Image-grounded pointing data:
■ ■ ■ ■ ■

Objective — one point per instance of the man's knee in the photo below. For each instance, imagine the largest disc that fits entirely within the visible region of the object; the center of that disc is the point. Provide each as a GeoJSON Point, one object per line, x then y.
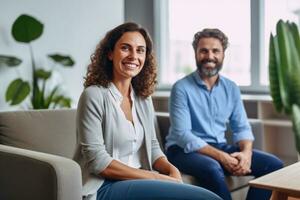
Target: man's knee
{"type": "Point", "coordinates": [276, 164]}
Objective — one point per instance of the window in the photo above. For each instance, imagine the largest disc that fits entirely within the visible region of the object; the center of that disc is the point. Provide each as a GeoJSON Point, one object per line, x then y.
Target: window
{"type": "Point", "coordinates": [247, 23]}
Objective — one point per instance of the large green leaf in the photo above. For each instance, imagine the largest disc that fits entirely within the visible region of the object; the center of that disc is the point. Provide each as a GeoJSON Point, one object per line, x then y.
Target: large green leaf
{"type": "Point", "coordinates": [295, 34]}
{"type": "Point", "coordinates": [36, 99]}
{"type": "Point", "coordinates": [49, 99]}
{"type": "Point", "coordinates": [284, 64]}
{"type": "Point", "coordinates": [293, 71]}
{"type": "Point", "coordinates": [62, 59]}
{"type": "Point", "coordinates": [296, 125]}
{"type": "Point", "coordinates": [273, 76]}
{"type": "Point", "coordinates": [26, 29]}
{"type": "Point", "coordinates": [9, 61]}
{"type": "Point", "coordinates": [17, 91]}
{"type": "Point", "coordinates": [42, 74]}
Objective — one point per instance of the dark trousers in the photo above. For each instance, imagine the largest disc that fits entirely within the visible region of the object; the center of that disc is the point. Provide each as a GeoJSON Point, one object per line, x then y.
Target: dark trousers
{"type": "Point", "coordinates": [211, 174]}
{"type": "Point", "coordinates": [139, 189]}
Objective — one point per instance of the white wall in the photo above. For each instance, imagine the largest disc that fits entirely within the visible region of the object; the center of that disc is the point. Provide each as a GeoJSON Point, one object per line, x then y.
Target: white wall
{"type": "Point", "coordinates": [71, 27]}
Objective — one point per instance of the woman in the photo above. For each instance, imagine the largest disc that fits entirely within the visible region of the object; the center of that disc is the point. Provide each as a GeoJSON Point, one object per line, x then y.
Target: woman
{"type": "Point", "coordinates": [115, 124]}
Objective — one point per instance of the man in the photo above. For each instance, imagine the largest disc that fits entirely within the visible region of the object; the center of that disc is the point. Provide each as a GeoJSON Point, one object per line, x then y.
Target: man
{"type": "Point", "coordinates": [200, 106]}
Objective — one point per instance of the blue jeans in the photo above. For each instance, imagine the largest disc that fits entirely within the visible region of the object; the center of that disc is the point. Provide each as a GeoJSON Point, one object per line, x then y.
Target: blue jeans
{"type": "Point", "coordinates": [141, 189]}
{"type": "Point", "coordinates": [211, 174]}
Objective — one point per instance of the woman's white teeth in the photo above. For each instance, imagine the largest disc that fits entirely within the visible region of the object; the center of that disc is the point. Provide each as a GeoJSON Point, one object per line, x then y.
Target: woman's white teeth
{"type": "Point", "coordinates": [130, 65]}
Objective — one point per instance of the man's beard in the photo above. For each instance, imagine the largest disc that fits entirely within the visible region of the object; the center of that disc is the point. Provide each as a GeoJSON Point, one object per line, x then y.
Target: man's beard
{"type": "Point", "coordinates": [209, 72]}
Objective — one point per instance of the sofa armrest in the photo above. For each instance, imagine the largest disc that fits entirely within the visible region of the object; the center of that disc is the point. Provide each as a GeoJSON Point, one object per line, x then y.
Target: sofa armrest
{"type": "Point", "coordinates": [34, 175]}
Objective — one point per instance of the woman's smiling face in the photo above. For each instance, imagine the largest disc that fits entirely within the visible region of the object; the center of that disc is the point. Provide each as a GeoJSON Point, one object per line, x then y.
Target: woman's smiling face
{"type": "Point", "coordinates": [128, 56]}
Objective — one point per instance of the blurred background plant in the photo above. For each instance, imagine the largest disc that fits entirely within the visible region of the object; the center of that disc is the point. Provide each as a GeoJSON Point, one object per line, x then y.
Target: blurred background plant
{"type": "Point", "coordinates": [284, 73]}
{"type": "Point", "coordinates": [26, 29]}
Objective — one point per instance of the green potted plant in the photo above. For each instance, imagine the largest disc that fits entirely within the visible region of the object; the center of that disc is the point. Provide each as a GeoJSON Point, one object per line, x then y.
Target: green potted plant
{"type": "Point", "coordinates": [284, 73]}
{"type": "Point", "coordinates": [26, 29]}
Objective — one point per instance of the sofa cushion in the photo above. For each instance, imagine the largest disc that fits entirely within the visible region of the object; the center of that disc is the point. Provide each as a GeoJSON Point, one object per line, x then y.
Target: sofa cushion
{"type": "Point", "coordinates": [49, 131]}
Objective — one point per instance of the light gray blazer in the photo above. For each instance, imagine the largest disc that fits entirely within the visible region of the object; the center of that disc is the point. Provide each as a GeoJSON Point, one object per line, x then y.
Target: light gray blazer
{"type": "Point", "coordinates": [96, 134]}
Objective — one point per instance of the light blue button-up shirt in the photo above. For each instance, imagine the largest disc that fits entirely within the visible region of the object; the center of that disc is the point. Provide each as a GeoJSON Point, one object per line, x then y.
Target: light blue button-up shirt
{"type": "Point", "coordinates": [198, 116]}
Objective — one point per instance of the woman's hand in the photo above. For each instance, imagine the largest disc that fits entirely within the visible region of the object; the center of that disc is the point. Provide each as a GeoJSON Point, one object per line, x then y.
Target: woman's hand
{"type": "Point", "coordinates": [175, 173]}
{"type": "Point", "coordinates": [167, 170]}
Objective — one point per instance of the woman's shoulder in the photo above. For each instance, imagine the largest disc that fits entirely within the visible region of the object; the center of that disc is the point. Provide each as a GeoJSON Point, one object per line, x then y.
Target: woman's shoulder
{"type": "Point", "coordinates": [94, 92]}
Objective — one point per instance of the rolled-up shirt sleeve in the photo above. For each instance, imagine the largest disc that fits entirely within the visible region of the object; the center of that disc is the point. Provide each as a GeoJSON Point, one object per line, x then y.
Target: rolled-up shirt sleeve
{"type": "Point", "coordinates": [156, 151]}
{"type": "Point", "coordinates": [180, 118]}
{"type": "Point", "coordinates": [238, 120]}
{"type": "Point", "coordinates": [90, 133]}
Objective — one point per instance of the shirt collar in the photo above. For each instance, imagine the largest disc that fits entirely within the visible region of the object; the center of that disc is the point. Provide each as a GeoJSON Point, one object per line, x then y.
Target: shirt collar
{"type": "Point", "coordinates": [117, 94]}
{"type": "Point", "coordinates": [199, 80]}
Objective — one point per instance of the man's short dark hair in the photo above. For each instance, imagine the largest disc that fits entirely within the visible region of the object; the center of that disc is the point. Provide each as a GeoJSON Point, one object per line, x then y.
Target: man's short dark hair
{"type": "Point", "coordinates": [210, 33]}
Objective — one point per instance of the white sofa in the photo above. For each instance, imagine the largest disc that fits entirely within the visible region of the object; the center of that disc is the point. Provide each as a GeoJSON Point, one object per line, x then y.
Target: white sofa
{"type": "Point", "coordinates": [36, 152]}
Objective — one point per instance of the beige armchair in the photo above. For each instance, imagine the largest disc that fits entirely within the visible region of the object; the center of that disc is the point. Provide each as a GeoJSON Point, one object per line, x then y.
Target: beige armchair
{"type": "Point", "coordinates": [36, 151]}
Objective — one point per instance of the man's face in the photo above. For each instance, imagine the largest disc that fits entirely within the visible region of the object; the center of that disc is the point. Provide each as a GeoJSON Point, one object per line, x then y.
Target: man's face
{"type": "Point", "coordinates": [209, 57]}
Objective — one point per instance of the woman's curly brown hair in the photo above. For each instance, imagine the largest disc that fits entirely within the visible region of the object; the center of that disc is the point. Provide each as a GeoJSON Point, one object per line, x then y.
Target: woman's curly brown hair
{"type": "Point", "coordinates": [100, 70]}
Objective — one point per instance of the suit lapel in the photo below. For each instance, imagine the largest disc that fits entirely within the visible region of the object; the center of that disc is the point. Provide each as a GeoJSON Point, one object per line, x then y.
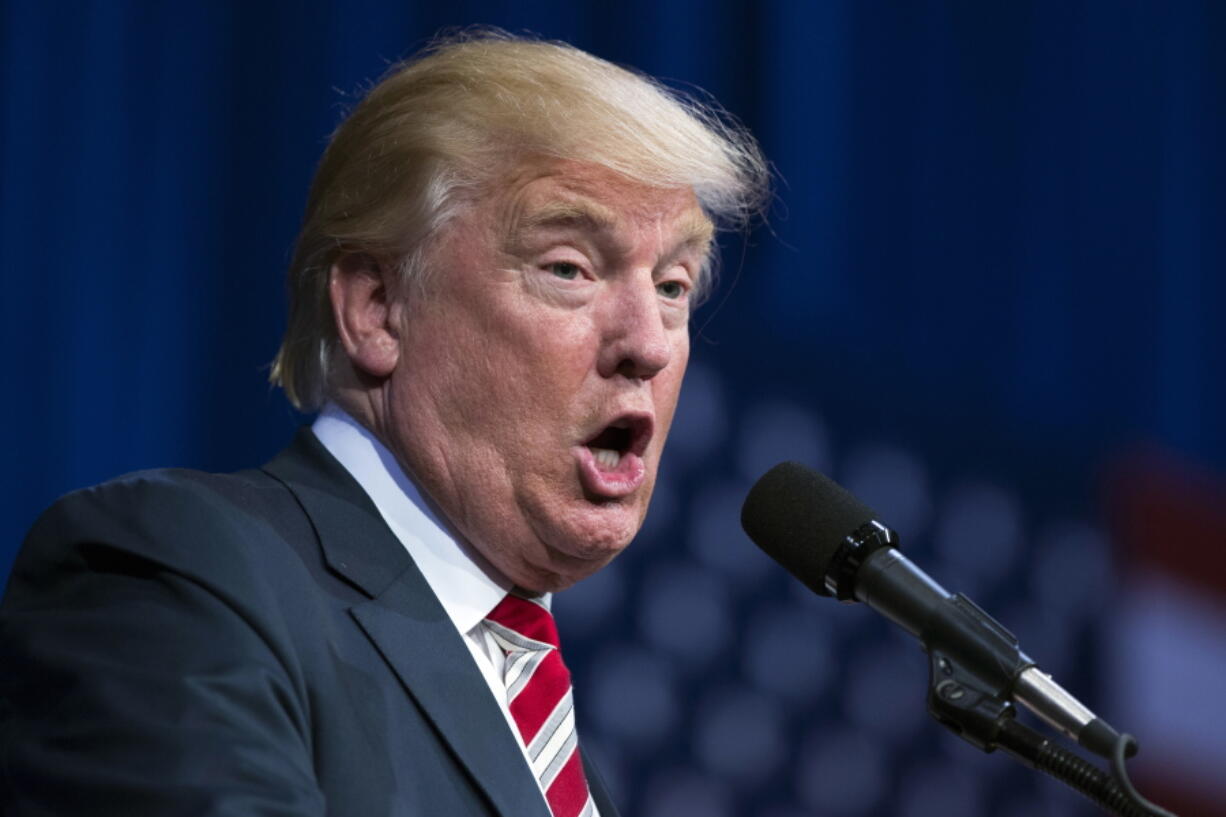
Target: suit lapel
{"type": "Point", "coordinates": [408, 627]}
{"type": "Point", "coordinates": [596, 785]}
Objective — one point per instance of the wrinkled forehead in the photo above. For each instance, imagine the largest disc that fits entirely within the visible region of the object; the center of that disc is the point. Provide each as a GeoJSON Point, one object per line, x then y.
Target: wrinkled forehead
{"type": "Point", "coordinates": [571, 195]}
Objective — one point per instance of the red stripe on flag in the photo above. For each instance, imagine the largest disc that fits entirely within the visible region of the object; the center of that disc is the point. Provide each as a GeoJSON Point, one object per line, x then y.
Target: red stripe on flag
{"type": "Point", "coordinates": [1171, 514]}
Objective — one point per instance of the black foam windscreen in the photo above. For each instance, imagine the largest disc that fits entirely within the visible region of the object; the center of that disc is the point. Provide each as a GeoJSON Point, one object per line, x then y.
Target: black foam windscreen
{"type": "Point", "coordinates": [799, 518]}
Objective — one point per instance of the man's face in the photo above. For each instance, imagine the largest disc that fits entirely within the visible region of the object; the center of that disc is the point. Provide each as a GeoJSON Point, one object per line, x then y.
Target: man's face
{"type": "Point", "coordinates": [540, 371]}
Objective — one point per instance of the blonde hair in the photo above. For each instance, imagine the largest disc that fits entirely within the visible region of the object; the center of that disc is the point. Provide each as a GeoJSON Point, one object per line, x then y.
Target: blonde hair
{"type": "Point", "coordinates": [440, 125]}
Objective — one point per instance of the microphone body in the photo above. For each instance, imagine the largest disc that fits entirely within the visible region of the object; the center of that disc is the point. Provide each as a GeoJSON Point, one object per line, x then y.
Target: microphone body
{"type": "Point", "coordinates": [801, 519]}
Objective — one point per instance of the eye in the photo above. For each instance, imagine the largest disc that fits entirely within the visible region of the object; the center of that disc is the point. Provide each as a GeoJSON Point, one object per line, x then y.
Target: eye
{"type": "Point", "coordinates": [564, 270]}
{"type": "Point", "coordinates": [671, 290]}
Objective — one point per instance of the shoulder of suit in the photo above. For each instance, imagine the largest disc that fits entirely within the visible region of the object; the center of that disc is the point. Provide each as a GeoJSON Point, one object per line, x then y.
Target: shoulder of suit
{"type": "Point", "coordinates": [212, 526]}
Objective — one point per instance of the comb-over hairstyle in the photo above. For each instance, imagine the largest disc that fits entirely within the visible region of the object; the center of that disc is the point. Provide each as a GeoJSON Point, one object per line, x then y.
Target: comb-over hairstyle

■ ■ ■ ■ ■

[Exercise objective] Reproduce exactly the stretch of lines that starts at the one containing "Target: microphone body" and ends with the final line of the data, including both ends and nothing more.

[Your solution]
Target: microphone body
{"type": "Point", "coordinates": [801, 519]}
Objective — one point per instance of the eye in the photo above. For each instance, imagine the largest disc that fits entirely within the visible region of the object; the center of that disc is the point. Provide each as a GeoJSON Point, one object per line, x then y.
Target: eye
{"type": "Point", "coordinates": [564, 270]}
{"type": "Point", "coordinates": [671, 290]}
Objective — one point per instance of the shoulder of suit in the photo above. For each instance, imagine the largest disc that fits entirely within the visible region of the object; the center of that disc is the point. Provide each as a GeoJSON Point, one object per line, x then y.
Target: shoulder of suit
{"type": "Point", "coordinates": [212, 526]}
Objective — one point per instance of the comb-over hairstyle in the photo above. For each instance, imagine the largest disc that fits entirely within the visible region of the object; the center of that disc is the point. Provide each as a GeoJSON Point, one object per line, x then y.
Target: comb-over hairstyle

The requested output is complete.